Can you write out the whole listing exactly?
## START Material for this exercise
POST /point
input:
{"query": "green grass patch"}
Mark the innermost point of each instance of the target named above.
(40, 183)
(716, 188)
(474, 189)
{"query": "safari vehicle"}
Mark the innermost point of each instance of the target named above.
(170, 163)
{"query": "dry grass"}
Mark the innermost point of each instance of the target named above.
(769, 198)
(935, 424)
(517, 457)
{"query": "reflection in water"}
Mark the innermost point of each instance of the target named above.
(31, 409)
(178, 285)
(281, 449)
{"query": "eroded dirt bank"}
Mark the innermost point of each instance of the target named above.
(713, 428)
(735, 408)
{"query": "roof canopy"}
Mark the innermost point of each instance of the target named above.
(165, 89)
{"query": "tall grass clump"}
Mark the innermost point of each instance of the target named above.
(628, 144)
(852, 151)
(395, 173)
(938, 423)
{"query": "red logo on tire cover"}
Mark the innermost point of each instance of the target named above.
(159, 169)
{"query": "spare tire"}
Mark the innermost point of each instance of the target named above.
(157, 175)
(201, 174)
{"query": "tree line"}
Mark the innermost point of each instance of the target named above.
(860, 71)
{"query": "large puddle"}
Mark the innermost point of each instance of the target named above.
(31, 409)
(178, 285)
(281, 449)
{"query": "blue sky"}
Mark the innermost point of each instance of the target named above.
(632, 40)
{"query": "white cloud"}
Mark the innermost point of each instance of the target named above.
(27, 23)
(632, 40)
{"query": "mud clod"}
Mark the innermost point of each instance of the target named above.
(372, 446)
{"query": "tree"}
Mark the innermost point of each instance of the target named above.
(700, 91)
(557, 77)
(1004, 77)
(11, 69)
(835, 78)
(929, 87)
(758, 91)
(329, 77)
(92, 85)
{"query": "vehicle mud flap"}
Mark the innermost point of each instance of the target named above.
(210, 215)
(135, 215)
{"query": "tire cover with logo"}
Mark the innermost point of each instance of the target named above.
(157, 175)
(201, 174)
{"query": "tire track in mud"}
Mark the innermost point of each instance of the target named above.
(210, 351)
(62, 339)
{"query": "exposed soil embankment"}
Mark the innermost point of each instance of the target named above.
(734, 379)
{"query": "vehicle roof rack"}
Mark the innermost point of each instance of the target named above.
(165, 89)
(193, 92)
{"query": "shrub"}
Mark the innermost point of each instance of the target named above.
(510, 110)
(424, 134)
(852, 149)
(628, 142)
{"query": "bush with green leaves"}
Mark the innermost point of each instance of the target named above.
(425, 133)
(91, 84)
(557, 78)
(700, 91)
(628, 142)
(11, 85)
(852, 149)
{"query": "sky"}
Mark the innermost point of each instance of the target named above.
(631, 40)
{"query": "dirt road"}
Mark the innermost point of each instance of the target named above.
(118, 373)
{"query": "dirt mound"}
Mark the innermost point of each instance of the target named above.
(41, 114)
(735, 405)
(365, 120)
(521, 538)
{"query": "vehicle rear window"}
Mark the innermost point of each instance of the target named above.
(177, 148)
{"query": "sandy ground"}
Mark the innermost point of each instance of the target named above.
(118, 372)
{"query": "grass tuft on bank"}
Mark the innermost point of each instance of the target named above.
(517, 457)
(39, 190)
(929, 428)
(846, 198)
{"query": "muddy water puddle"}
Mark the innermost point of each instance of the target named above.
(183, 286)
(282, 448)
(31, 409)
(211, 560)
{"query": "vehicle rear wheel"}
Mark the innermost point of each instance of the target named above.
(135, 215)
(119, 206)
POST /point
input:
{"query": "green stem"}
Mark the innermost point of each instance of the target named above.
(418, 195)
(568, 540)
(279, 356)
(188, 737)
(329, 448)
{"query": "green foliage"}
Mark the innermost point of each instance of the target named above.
## END Material for this exercise
▸ **Answer**:
POST /point
input:
{"query": "green grass patch"}
Mark the innermost point of each instance of the target named above.
(40, 183)
(716, 188)
(474, 189)
{"query": "safari vehicle"}
Mark the innermost point of each instance of the target named above.
(170, 163)
{"query": "dry grass"}
Mark the innermost point of each instance of the target named above.
(769, 198)
(935, 424)
(517, 457)
{"query": "reflection in water"}
Mark the innermost point of each instance of the target named above.
(31, 409)
(178, 285)
(281, 449)
{"query": "eroded dirt bank"}
Mark the innermost point of each instance of the target named above.
(713, 428)
(735, 408)
{"query": "roof canopy"}
Mark the innermost point of each instance of the target named above.
(165, 89)
{"query": "tall grass clump"}
Mark the innermost point of each instance of the target named above.
(628, 144)
(852, 151)
(395, 173)
(938, 423)
{"query": "red logo on tire cover"}
Mark the innermost point of each instance of the target named above.
(159, 169)
{"query": "spare tire"}
Mark the innermost point of each instance of the target named above.
(157, 175)
(201, 174)
{"query": "tree line"}
Mark the innermost point of each instance of the target named above.
(860, 71)
{"query": "large puddle"}
Mark the innermost point of each instance of the target named above.
(31, 409)
(178, 285)
(281, 449)
{"query": "blue sky"}
Mark the innermost point of each instance of the target named above.
(632, 40)
{"query": "white cloud"}
Mark the innermost point of each instance of the target named above.
(27, 23)
(632, 40)
{"query": "mud clod"}
Mark the innermost point of each instance of the target named above.
(372, 446)
{"query": "tree"}
Mark the innermost point of each instance of the target named above.
(700, 91)
(557, 77)
(1004, 77)
(11, 69)
(835, 78)
(929, 87)
(758, 91)
(329, 77)
(92, 85)
{"query": "vehicle mud flap"}
Mark the innermost point of each instance of the target named above.
(210, 215)
(135, 215)
{"query": "tire cover with logo"}
Mark the innermost point of each instance of the target named above.
(157, 175)
(201, 174)
{"query": "tire track in mud"}
Mark the innermost point of each instance of the target named above.
(210, 351)
(62, 339)
{"query": "exposed soil embankment"}
Mark the innermost point of each instance of the target named above.
(734, 379)
{"query": "vehicle roof rack"}
Mark the innermost point of each instance of the target named above.
(165, 89)
(193, 92)
{"query": "shrub"}
Mark the innermost point of each instance of the target named above.
(510, 110)
(424, 134)
(852, 149)
(628, 142)
{"query": "bush with green leaves"}
Mark the innermost point of each instance of the target named above.
(425, 133)
(91, 84)
(557, 78)
(700, 91)
(628, 142)
(11, 85)
(852, 149)
{"query": "sky"}
Mark the innermost point of each instance of the target named above.
(631, 40)
{"query": "dirt road"}
Mark the innermost point of each instance of the target named above.
(118, 373)
{"query": "dirt mound"}
Mark the innermost point of each instance of the target named above.
(41, 114)
(735, 405)
(365, 120)
(521, 538)
{"query": "vehicle rear window"}
Mark the innermost point of each instance of the target named above.
(177, 148)
{"query": "sandy ground"}
Mark the innermost point of each instance of the target named above.
(118, 372)
{"query": "grass tuft on bank"}
Mark the innermost point of each instance of the target named above.
(517, 457)
(39, 190)
(929, 428)
(846, 198)
{"query": "muddy water puddle"}
Mark the innermost point of each instance of the target named above.
(183, 286)
(282, 448)
(31, 409)
(211, 560)
{"query": "vehicle rear wheel"}
Mark the innermost point of each instance of the target named above.
(135, 215)
(119, 206)
POST /point
input:
{"query": "green stem"}
Mark the innermost point of each instance of the target named above.
(418, 195)
(568, 540)
(279, 356)
(188, 737)
(329, 448)
{"query": "green foliage"}
Mark the innermost point of each instance of the target named above.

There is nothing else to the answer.